* BEGIN *
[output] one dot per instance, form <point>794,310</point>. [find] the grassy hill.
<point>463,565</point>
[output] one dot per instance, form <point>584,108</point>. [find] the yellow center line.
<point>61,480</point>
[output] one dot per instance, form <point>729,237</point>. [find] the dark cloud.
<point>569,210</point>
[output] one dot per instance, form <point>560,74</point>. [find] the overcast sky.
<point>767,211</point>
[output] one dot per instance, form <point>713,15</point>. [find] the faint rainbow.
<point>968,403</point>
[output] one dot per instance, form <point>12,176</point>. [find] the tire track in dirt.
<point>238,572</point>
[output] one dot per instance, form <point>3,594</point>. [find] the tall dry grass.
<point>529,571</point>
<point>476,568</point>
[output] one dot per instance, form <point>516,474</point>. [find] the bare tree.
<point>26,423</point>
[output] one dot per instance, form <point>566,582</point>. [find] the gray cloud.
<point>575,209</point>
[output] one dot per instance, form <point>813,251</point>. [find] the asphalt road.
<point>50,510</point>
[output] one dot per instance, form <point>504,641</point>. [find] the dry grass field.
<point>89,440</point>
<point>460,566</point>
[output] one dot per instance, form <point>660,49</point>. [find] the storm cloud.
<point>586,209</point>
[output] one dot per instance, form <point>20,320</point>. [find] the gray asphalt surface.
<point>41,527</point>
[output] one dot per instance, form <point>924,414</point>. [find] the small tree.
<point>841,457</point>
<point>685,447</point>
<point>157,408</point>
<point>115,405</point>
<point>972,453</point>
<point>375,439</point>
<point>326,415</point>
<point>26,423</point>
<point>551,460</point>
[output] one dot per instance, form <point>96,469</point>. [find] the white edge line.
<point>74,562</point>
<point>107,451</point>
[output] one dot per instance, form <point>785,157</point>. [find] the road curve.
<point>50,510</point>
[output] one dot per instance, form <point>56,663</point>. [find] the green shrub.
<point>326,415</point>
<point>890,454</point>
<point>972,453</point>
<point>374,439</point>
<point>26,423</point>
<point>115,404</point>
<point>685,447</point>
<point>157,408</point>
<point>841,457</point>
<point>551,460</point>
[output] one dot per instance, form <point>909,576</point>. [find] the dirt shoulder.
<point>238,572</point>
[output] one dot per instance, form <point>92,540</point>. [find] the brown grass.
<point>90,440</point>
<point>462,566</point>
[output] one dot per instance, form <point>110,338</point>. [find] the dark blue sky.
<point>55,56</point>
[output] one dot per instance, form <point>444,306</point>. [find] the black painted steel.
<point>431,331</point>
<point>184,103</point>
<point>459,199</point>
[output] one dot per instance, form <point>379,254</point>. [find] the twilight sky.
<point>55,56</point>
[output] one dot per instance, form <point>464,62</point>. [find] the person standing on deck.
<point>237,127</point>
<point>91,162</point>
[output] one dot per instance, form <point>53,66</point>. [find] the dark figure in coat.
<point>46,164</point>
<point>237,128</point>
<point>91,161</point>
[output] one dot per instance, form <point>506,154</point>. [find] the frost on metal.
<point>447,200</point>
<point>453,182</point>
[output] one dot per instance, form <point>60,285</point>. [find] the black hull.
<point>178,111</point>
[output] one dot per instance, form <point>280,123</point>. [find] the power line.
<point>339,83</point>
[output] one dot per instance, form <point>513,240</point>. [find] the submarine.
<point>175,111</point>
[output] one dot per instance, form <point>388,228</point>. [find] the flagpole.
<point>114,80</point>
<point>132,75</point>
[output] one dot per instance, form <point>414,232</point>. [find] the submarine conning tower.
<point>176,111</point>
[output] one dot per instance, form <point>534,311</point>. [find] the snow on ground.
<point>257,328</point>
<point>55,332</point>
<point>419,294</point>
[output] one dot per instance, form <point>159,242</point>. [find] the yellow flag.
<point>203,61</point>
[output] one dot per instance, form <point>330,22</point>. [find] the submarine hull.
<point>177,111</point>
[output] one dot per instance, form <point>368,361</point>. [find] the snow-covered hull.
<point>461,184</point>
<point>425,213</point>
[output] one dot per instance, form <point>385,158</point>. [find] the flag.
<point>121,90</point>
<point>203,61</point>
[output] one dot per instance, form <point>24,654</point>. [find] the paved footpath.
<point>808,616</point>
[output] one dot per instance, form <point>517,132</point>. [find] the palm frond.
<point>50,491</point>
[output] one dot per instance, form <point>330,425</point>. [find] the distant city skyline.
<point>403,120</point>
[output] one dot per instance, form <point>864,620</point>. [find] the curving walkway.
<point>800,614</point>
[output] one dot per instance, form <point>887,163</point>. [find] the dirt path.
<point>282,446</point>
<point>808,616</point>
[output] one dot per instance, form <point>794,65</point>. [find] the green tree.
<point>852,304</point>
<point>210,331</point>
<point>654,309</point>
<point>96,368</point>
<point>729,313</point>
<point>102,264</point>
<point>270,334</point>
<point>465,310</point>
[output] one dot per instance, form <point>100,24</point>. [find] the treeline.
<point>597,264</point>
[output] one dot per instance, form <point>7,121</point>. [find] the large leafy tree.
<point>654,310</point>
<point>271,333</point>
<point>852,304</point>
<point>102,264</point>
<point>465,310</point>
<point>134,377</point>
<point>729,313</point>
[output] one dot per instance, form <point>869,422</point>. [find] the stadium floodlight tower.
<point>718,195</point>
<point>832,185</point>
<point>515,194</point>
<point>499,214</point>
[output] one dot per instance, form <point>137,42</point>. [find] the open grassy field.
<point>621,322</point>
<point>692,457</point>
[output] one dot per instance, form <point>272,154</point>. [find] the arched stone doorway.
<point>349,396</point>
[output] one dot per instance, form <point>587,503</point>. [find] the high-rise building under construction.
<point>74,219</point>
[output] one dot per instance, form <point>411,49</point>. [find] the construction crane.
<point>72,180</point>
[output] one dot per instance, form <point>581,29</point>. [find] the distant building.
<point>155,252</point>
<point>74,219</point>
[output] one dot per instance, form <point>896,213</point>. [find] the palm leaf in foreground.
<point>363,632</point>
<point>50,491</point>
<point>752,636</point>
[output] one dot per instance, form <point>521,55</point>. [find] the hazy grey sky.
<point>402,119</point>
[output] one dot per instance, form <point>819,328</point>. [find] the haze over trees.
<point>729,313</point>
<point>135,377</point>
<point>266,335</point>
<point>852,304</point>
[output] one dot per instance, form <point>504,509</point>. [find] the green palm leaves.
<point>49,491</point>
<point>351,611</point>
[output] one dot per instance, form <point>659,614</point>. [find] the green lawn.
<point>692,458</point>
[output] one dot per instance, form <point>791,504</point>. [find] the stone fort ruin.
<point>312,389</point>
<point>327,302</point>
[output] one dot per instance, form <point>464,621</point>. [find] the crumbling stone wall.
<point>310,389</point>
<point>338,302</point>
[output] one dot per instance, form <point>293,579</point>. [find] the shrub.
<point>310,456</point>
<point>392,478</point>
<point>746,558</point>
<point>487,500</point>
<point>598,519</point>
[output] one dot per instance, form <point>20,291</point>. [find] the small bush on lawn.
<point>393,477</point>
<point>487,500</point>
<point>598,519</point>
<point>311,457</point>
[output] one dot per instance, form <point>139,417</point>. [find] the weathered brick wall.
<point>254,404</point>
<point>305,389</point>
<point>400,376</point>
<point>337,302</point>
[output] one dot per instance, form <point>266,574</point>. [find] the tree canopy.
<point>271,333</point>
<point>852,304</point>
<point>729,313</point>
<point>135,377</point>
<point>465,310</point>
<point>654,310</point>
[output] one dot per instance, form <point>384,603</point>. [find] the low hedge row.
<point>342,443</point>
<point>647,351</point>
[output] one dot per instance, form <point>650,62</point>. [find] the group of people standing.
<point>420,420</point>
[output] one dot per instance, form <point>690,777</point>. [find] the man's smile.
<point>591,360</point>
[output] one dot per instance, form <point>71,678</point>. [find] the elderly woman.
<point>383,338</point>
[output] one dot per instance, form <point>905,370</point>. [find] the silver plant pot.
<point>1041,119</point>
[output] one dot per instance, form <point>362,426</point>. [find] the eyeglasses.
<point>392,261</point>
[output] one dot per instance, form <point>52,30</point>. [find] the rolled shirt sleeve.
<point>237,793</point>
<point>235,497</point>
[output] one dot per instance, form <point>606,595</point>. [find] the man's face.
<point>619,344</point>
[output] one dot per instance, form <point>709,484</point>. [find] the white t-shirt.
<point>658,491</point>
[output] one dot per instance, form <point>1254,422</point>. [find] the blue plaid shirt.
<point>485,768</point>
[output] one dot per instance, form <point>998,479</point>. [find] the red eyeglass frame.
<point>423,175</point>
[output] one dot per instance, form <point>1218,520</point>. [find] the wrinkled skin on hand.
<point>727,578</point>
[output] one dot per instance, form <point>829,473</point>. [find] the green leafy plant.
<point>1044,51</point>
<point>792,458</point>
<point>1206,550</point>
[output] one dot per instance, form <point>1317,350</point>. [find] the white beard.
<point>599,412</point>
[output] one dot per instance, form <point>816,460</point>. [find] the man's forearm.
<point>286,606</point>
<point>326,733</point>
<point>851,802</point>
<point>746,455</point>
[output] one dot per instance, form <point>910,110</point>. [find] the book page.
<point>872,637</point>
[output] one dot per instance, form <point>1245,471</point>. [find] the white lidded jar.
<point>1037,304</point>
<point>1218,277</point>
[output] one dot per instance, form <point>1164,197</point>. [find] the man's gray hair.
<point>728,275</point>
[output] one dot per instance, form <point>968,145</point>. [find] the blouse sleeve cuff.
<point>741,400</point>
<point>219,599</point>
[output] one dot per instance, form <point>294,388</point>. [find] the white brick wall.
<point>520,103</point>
* END *
Arrange the records as a two-column CSV with the headers text and answer, starting at the line that contains "[output] one dot per instance, form <point>1164,197</point>." and ending with the last of the records. Give one row per record, put each field in quotation marks, and replace any line breaks inside a field with spaces.

Result for this exercise:
text,answer
"[output] one dot per instance, form <point>1164,197</point>. [find] the man's gray hair.","<point>728,275</point>"
"[output] one dot per instance, form <point>968,145</point>. [find] the blouse sleeve cuff.","<point>741,400</point> <point>219,599</point>"
"[output] one dot per instance, form <point>294,388</point>. [find] the white brick wall.","<point>520,103</point>"